Given passage:
========
Several friends said in recent interviews that they told the police about Tsarnaev when they were questioned. “The police wanted to know who all the friends were in the group, and I told them about Tamerlan,” said one close friend of Mess, adding that at least three other friends gave the authorities Tsarnaev’s name, as well.

When Tsarnaev did not show up at either Mess’ funeral or memorial service, the friend became uneasy.

“We did mention Tamerlan again to the police after he was not there for Brendan’s services,” said the friend, who spoke on the condition of anonymity because of the notoriety of the case. “I felt that the police were not really looking in the right places.”

In the immediate aftermath of the murders, investigators theorized that the killings had been the work of professionals, based on the savageness of the attacks on the three victims, at least two of whom were adept at martial arts, and the lack of evidence at the scene. One early theory was that the assailants might have been part of a “cartel” that felt betrayed by one of the men, according to two law enforcement officials. They said that at least two people had been at the apartment near the time of the deaths, that the killers most likely knew their victims, and that the homicides were not random.
========
Record extracts:

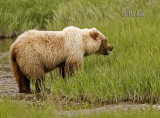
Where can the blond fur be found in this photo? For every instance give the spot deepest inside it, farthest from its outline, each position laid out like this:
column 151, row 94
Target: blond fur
column 34, row 53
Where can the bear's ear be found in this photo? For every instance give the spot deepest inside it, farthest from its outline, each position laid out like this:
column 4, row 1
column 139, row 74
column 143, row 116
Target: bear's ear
column 93, row 33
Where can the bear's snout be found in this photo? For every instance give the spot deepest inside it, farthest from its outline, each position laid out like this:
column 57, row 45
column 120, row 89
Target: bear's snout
column 110, row 48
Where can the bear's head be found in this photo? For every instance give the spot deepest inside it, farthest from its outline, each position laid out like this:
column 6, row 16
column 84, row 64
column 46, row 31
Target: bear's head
column 96, row 43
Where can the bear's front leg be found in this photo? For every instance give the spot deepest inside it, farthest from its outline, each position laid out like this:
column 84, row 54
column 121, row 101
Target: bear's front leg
column 73, row 62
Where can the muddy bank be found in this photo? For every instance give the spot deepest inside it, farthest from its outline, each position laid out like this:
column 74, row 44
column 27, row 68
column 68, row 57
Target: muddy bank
column 124, row 106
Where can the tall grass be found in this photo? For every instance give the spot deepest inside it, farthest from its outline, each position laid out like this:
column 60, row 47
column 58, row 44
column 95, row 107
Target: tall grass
column 15, row 109
column 130, row 72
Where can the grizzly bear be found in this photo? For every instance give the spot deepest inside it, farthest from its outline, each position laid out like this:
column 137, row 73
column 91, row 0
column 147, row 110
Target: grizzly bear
column 34, row 53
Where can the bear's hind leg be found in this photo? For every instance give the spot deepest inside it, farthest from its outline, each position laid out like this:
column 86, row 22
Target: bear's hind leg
column 38, row 84
column 23, row 83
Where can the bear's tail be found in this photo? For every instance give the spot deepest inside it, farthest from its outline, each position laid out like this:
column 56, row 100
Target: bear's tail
column 21, row 79
column 13, row 64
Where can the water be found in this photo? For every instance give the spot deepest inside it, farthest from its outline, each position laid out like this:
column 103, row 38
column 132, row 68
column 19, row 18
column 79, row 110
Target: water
column 8, row 88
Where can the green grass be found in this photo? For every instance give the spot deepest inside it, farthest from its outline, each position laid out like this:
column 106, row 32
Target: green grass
column 15, row 109
column 131, row 71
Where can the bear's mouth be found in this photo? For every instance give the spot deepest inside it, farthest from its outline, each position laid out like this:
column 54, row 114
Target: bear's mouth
column 106, row 52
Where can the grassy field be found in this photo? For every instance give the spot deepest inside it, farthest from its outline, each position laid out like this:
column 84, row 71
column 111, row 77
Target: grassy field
column 14, row 109
column 132, row 70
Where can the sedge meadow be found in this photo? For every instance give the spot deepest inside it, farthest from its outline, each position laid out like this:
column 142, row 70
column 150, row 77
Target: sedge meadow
column 131, row 72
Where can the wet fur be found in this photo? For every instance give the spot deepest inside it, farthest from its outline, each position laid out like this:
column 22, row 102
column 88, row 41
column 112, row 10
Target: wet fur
column 34, row 53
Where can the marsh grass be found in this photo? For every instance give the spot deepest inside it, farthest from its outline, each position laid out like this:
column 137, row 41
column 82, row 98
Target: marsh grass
column 19, row 109
column 131, row 71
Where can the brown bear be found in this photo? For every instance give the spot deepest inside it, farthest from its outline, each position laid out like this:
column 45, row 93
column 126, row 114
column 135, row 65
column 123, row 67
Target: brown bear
column 34, row 53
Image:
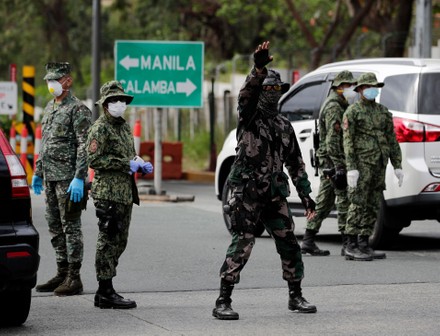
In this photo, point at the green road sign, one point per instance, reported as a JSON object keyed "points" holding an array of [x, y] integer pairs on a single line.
{"points": [[161, 74]]}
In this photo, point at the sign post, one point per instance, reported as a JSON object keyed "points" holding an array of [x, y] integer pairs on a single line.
{"points": [[161, 74]]}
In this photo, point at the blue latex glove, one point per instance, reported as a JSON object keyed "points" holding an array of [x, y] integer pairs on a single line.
{"points": [[147, 168], [134, 166], [76, 189], [37, 184]]}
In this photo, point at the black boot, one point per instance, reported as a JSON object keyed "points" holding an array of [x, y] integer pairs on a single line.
{"points": [[72, 285], [344, 243], [58, 279], [352, 251], [308, 244], [223, 309], [106, 297], [296, 301], [365, 248]]}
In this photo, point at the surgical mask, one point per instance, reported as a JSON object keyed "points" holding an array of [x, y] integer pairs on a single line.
{"points": [[55, 88], [117, 109], [350, 95], [371, 93]]}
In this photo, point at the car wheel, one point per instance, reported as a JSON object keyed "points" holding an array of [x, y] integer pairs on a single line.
{"points": [[387, 228], [226, 195], [14, 307]]}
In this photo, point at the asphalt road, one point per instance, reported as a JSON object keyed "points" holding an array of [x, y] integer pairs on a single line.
{"points": [[171, 268]]}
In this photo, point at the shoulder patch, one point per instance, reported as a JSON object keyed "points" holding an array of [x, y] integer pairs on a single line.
{"points": [[93, 146]]}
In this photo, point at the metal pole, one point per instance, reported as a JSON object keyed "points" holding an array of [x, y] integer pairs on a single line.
{"points": [[96, 57], [158, 151], [423, 28]]}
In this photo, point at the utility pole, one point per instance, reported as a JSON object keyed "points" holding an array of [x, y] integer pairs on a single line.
{"points": [[423, 31], [96, 57]]}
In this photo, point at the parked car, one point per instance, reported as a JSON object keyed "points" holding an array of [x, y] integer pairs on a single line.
{"points": [[19, 240], [411, 94]]}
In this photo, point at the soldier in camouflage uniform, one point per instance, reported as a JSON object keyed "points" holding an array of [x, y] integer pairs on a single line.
{"points": [[331, 156], [62, 165], [111, 154], [266, 142], [369, 142]]}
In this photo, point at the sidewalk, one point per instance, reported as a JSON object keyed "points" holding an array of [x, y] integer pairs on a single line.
{"points": [[402, 309]]}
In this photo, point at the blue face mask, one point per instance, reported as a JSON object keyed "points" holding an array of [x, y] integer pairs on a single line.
{"points": [[371, 93]]}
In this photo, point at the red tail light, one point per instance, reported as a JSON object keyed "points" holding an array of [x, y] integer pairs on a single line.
{"points": [[19, 184], [408, 130]]}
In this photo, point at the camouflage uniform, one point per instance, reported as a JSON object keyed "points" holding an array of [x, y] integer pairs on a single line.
{"points": [[110, 148], [369, 142], [260, 187], [63, 157]]}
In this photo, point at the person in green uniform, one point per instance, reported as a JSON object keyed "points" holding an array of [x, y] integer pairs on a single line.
{"points": [[111, 153]]}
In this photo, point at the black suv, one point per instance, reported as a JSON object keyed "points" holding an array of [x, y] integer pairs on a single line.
{"points": [[19, 240]]}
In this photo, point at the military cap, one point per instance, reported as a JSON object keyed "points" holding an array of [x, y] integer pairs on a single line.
{"points": [[113, 89], [273, 78], [343, 77], [56, 70], [368, 78]]}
========
What you should do: For each statement below, say whether it agrees with the passage on the murder investigation, answering yes or no and quoting the words from the passage that decide it. 1. Besides the quoted friend, at least three other friends gave the authorities Tsarnaev's name. 2. Tsarnaev came to Mess' memorial service. 3. Right after the murders, investigators theorized that amateurs had done the killings.

Output below:
1. Yes: "at least three other friends gave the authorities Tsarnaev’s name, as well"
2. No: "Tsarnaev did not show up at either Mess’ funeral or memorial service"
3. No: "investigators theorized that the killings had been the work of professionals"